EXERCISE DIRECTIONS – Reproduce all of the data that follows, character for character.

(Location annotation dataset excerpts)
══════

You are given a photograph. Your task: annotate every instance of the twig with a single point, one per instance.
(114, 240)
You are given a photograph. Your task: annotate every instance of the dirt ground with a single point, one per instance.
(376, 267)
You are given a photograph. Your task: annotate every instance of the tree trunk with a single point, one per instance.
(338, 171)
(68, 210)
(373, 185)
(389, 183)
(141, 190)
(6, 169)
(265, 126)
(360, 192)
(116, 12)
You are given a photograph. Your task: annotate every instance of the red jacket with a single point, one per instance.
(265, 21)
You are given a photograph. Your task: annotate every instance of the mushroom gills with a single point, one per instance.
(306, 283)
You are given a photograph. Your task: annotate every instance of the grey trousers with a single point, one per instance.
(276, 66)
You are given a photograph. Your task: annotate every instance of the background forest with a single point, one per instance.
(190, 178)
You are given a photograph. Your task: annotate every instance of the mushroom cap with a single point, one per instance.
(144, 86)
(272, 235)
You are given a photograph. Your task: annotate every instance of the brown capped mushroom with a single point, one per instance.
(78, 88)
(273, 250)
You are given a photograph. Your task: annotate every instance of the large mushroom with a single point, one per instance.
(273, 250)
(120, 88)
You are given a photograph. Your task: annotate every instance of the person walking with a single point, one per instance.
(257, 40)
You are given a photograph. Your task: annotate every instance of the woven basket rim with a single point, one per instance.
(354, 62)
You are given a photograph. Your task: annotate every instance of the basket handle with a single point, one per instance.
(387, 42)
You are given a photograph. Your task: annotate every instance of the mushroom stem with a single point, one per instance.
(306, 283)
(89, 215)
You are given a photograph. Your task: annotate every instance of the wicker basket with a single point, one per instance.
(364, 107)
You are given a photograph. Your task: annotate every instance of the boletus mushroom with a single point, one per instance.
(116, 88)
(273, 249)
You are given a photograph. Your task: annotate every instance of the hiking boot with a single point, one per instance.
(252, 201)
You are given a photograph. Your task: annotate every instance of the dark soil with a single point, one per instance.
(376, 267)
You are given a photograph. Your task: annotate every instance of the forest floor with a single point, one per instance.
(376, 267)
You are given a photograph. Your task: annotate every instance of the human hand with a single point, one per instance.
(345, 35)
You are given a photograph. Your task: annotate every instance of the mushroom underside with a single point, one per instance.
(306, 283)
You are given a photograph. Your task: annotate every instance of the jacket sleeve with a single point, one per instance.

══════

FULL OUTPUT –
You are given a photograph. Your task: annotate every instance of the twig with a single point, one per instance.
(114, 240)
You are given a photograph. Your task: annotate every instance of the dirt ground with a single point, one per instance.
(376, 267)
You are given a photograph. Your task: annotate every instance of the tree trunk with a single point, one per instance.
(338, 171)
(68, 210)
(373, 185)
(389, 183)
(141, 190)
(6, 169)
(265, 126)
(360, 192)
(116, 12)
You are given a photograph. Your task: annotate every instance of the red jacket with a single point, one per instance.
(265, 21)
You are given a photograph. Your task: annotate every instance of the mushroom gills with a single point, one per instance.
(306, 283)
You are given a photograph. Your task: annotate every instance of the grey trousers with a single point, one per instance.
(276, 66)
You are given a photograph. Your task: annotate every instance of the background forest with a single point, one per instance.
(190, 178)
You are given a photograph. Your task: annotate every instance of the mushroom cap with a single point, one per instance.
(144, 86)
(272, 235)
You are given a photograph. Your task: annotate every instance of the brown capped mushroom with a single point, one per instance.
(78, 88)
(273, 250)
You are given a photograph. Your task: annotate every instance of the large mushroom with a single point, one per instance.
(273, 250)
(120, 88)
You are given a photograph. Your task: annotate every instance of the person walking with a single point, one per instance.
(257, 40)
You are given a photograph. Your task: annotate every instance of the woven basket rim with a single point, one per instance.
(354, 62)
You are given a photograph. Your task: annotate every instance of the basket handle with a single point, one per instance.
(387, 42)
You are given a photograph. Your task: annotate every instance of the mushroom stem with a single point, one per instance.
(306, 283)
(89, 215)
You are given a photograph. Your task: annotate every instance of the wicker basket with a single point, one per instance.
(364, 107)
You are given a photograph. Your task: annotate every instance of the boletus mushroom with a single point, one per instance.
(116, 88)
(273, 249)
You are given a photograph. Your task: annotate every instance of the hiking boot with a single point, one per instance.
(252, 201)
You are given a photograph. Your task: annotate every instance of the dark soil with a single point, one per instance.
(376, 267)
You are given a photograph. Your task: annotate every instance of the forest floor with a single point, one per instance.
(376, 267)
You are given a photograph. Your task: annotate every instance of the human hand with a single point, one per instance.
(345, 35)
You are given a photograph. Your task: annotate every instance of the mushroom underside with a single point, one per instance.
(306, 283)
You are given a photograph. Your task: annotate every instance of the jacket sleeve with a single point, one per instance.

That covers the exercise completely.